Texte fourni >>
<<<<
B. Botella - L'Afssa vient de donner à l'instant son feu vert à la levée de l'embargo sur le boeuf britannique ; le Gouvernement va suivre ?
- "Elle vient aujourd'hui même de rendre officiel son rapport. C'est évidemment un sujet très sensible et important. L'opinion publique est particulièrement vigilante sur tout ce qui concerne la santé, et en particulier la sécurité alimentaire. Le Gouvernement aussi et donc, nous allons prendre connaissance en détail de ce rapport avant de prendre une décision."'
Deuxième info de la matinée : Le Figaro dit que vous allez augmenter le tabac de 15 % l'an prochain ; vous confirmez ?
- "La presse écrit beaucoup de choses depuis plusieurs semaines - ce qui est normale en cette période de pré-annonces budgétaires - un peu dans tous les sens. Le grand rendez-vous que fixe le Gouvernement à la Nation, c'est le Conseil des ministres de mercredi prochain, où nous allons présenter les grandes lignes du budget et ensuite, en débattre au Parlement. Il sera temps à ce moment-là de donner tous les détails. La seule chose que je peux vous dire, c'est que les engagements que nous avons pris devant les Français seront tenus, notamment pour ce qui concerne les baisses d'impôts et des charges, pour ce qui concerne les priorités réservées à la sécurité, à la justice, à la défense et à enclencher ce grand mouvement de modernisation de l'Etat et de décentralisation. Il y a de quoi faire pour moderniser notre pays dans les prochains mois."
Tout cela dépendra aussi de la conjoncture économique. La Bourse de Paris poursuit sa chute, on est passé sous les 3.000 points hier. Est-ce que cela vous inquiète pour la suite, est-ce que cela ne risque pas de peser lourdement sur la croissance à terme ?
>>>>
Données fournies >>
<<<<
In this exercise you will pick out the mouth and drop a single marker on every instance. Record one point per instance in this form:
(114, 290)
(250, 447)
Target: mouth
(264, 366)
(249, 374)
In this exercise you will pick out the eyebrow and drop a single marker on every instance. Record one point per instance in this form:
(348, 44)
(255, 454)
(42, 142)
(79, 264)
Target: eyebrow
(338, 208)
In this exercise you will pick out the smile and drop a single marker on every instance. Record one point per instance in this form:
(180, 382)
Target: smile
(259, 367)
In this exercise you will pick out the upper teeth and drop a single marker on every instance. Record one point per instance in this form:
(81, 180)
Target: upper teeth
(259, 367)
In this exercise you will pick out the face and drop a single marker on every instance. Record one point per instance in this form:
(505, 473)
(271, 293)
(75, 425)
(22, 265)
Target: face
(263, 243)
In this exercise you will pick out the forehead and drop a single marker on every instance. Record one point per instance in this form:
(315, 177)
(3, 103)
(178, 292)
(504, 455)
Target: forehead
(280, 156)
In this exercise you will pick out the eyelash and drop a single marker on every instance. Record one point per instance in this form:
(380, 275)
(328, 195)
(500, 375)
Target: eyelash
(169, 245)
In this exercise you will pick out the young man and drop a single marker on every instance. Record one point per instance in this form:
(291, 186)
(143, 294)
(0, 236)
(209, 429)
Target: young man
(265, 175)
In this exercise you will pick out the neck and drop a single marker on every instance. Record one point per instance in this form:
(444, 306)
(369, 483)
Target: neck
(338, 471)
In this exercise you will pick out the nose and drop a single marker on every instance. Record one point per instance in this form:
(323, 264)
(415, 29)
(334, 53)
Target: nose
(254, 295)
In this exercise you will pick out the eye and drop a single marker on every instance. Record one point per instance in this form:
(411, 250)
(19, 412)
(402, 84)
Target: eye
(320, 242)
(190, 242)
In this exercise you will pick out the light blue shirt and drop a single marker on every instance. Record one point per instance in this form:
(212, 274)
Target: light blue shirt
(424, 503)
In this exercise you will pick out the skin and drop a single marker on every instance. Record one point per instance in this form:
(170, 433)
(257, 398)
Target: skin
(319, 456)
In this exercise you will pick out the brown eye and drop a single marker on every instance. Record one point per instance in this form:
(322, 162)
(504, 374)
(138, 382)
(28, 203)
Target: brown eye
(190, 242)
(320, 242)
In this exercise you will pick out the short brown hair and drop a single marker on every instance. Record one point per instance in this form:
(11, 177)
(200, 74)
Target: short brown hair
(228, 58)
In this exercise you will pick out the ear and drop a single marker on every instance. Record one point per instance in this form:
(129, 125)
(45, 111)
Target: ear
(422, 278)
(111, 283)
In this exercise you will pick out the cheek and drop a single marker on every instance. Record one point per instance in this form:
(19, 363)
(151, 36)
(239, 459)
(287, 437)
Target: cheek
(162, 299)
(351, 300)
>>>>
Travail à faire >>
a – Reprenez l'entretien depuis « Tout cela dépendra » jusqu'à « croissance à terme ? » en substituant « consommation » à « croissance ».
b – Recopiez à l'identique toute la partie de la liste qui va de la ligne contenant « In this exercise you will pick out the brown » jusqu'à la fin de cette liste.
L'entretien et la liste n'ont pas la même origine.

Réponses attendues >>
a –
Tout cela dépendra aussi de la conjoncture économique. La Bourse de Paris poursuit sa chute, on est passé sous les 3.000 points hier. Est-ce que cela vous inquiète pour la suite, est-ce que cela ne risque pas de peser lourdement sur la consommation à terme ?

b –
In this exercise you will pick out the brown eye and drop a single marker on every instance. Record one point per instance in this form:
(322, 162)
(504, 374)
(138, 382)
(28, 203)
Target: brown eye
(190, 242)
(320, 242)
In this exercise you will pick out the short brown hair and drop a single marker on every instance. Record one point per instance in this form:
(11, 177)
(200, 74)
Target: short brown hair
(228, 58)
In this exercise you will pick out the ear and drop a single marker on every instance. Record one point per instance in this form:
(129, 125)
(45, 111)
Target: ear
(422, 278)
(111, 283)
In this exercise you will pick out the cheek and drop a single marker on every instance. Record one point per instance in this form:
(19, 363)
(151, 36)
(239, 459)
(287, 437)
Target: cheek
(162, 299)
(351, 300)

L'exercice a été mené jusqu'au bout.